*Stated task*
From the material below, pull out every line that contains the word "branch" and copy each one unchanged. Capital and small letters must match.

===== Material for the task

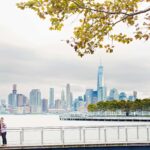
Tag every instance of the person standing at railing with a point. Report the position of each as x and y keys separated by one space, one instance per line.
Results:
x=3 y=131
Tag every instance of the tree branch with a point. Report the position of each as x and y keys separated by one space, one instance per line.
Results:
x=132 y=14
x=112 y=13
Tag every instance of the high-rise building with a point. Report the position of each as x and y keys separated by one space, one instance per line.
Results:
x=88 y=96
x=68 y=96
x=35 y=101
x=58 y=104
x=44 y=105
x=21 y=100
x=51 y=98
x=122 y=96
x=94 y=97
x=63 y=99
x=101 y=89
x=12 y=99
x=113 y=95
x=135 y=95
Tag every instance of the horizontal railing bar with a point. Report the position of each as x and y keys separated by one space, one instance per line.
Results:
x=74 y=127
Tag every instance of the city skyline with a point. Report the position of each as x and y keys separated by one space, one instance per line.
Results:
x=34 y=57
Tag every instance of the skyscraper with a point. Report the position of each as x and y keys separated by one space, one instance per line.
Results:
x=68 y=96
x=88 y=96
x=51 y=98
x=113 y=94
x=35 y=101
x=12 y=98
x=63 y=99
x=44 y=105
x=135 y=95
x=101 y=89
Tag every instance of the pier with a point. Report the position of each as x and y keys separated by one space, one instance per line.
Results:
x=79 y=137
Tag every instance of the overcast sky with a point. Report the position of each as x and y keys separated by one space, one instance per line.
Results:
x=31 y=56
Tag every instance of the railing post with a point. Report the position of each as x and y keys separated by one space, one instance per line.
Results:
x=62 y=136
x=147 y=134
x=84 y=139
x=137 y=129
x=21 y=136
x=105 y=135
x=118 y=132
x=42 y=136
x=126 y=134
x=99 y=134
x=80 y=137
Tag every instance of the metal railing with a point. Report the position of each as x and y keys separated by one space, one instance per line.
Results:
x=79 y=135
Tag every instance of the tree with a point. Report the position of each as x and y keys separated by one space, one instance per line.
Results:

==========
===== Material for the task

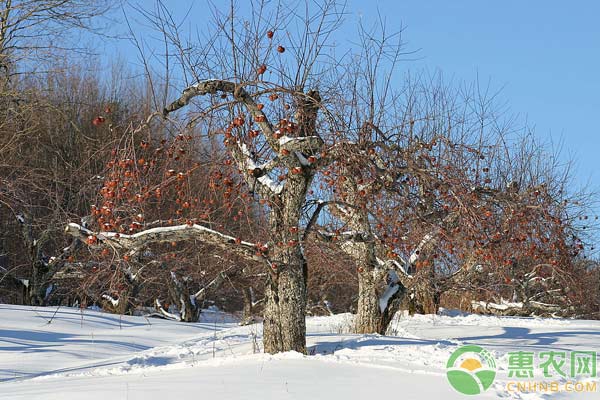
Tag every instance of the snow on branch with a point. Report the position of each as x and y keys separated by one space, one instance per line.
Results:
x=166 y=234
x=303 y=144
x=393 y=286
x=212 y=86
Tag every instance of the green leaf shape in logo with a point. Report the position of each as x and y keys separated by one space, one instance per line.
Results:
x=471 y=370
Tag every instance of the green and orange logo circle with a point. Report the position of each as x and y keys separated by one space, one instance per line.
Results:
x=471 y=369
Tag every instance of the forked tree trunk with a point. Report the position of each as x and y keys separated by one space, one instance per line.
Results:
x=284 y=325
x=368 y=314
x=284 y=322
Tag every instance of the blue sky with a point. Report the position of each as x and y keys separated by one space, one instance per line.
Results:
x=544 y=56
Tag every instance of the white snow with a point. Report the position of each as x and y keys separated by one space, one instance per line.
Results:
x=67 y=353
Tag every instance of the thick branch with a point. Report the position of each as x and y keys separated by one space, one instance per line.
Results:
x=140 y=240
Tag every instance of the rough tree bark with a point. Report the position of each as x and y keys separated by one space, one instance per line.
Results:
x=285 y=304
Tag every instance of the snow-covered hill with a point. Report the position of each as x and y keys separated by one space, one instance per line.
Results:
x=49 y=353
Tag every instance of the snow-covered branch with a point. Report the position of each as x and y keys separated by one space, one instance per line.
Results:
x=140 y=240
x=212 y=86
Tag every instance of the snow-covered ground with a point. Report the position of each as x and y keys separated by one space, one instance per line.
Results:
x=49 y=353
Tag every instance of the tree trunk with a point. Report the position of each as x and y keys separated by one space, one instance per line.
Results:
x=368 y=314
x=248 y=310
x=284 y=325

==========
===== Material for the task

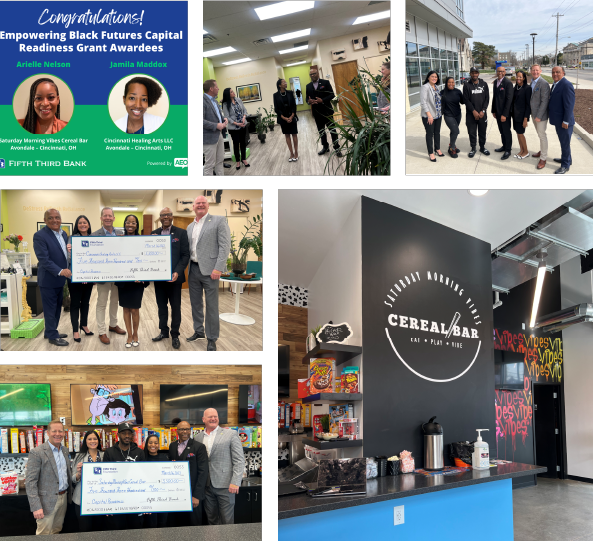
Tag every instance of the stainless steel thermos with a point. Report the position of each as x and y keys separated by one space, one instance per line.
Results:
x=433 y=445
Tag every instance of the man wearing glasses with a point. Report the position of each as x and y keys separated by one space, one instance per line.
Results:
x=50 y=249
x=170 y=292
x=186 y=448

==========

*Full output*
Tag every instance of the tree branch with a point. Report the position of each as x and y keys separated by one space, one instance per line.
Tag every instance of the snow on branch with a point. Report the position of each as x and y keys separated by one space, one instance per line.
Tag every instance of the thick branch with a point. Report the position of each as x and y keys separated by one space, one instance per line.
Tag every instance of the snow-covered branch with a point. Report the position of each as x and y keys separated by one space, one instance per line.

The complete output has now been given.